Try it => Calculate how many lines in the following records hold the word "wall", and report that number without comment.

### Data section ###

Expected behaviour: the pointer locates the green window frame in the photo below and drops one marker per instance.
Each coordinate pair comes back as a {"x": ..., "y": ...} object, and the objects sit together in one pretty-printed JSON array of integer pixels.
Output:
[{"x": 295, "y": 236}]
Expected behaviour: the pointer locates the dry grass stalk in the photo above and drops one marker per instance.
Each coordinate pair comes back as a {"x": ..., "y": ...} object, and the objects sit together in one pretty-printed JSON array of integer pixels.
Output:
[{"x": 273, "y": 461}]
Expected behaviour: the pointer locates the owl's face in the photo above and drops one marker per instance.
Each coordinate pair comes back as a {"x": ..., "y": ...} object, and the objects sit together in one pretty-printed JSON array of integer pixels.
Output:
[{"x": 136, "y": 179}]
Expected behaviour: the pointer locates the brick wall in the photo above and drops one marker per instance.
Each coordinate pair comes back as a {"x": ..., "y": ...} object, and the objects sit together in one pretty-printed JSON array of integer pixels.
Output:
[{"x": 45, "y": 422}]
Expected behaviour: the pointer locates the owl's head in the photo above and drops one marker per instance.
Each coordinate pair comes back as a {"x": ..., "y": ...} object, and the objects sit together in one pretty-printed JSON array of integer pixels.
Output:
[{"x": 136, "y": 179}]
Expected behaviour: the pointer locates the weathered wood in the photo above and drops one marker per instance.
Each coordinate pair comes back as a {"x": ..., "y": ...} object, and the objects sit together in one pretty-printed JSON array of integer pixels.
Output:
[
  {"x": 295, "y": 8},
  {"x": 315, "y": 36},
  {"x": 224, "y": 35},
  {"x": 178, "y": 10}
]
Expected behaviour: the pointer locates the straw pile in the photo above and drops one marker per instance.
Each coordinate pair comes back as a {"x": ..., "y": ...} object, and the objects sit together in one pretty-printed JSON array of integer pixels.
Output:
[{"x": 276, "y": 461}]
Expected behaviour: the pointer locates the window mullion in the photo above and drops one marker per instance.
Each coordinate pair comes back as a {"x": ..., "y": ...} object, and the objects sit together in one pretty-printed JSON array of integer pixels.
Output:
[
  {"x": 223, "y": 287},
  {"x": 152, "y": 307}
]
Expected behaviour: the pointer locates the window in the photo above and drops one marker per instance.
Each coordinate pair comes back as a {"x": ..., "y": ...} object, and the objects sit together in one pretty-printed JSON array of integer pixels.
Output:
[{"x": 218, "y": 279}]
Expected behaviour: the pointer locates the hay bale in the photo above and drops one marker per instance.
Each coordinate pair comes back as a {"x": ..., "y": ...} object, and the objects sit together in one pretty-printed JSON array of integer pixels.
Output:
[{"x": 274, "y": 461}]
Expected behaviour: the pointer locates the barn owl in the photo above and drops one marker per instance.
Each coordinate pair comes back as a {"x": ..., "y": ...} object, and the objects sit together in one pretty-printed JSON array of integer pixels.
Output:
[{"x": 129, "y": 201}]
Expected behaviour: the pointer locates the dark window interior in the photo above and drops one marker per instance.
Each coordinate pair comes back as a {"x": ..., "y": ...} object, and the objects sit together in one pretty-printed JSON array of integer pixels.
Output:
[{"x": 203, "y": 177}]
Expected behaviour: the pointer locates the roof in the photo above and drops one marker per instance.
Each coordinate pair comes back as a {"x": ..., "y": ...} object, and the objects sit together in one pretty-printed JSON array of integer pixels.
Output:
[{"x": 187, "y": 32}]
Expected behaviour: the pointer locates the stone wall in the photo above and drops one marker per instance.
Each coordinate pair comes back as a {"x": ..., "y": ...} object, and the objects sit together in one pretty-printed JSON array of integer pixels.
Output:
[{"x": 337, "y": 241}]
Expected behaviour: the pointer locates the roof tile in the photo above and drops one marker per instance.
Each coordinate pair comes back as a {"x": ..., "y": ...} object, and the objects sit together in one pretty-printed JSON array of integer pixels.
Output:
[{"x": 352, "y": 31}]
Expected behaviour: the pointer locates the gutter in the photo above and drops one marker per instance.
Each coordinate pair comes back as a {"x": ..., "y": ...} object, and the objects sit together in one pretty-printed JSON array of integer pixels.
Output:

###

Output for this exercise => 2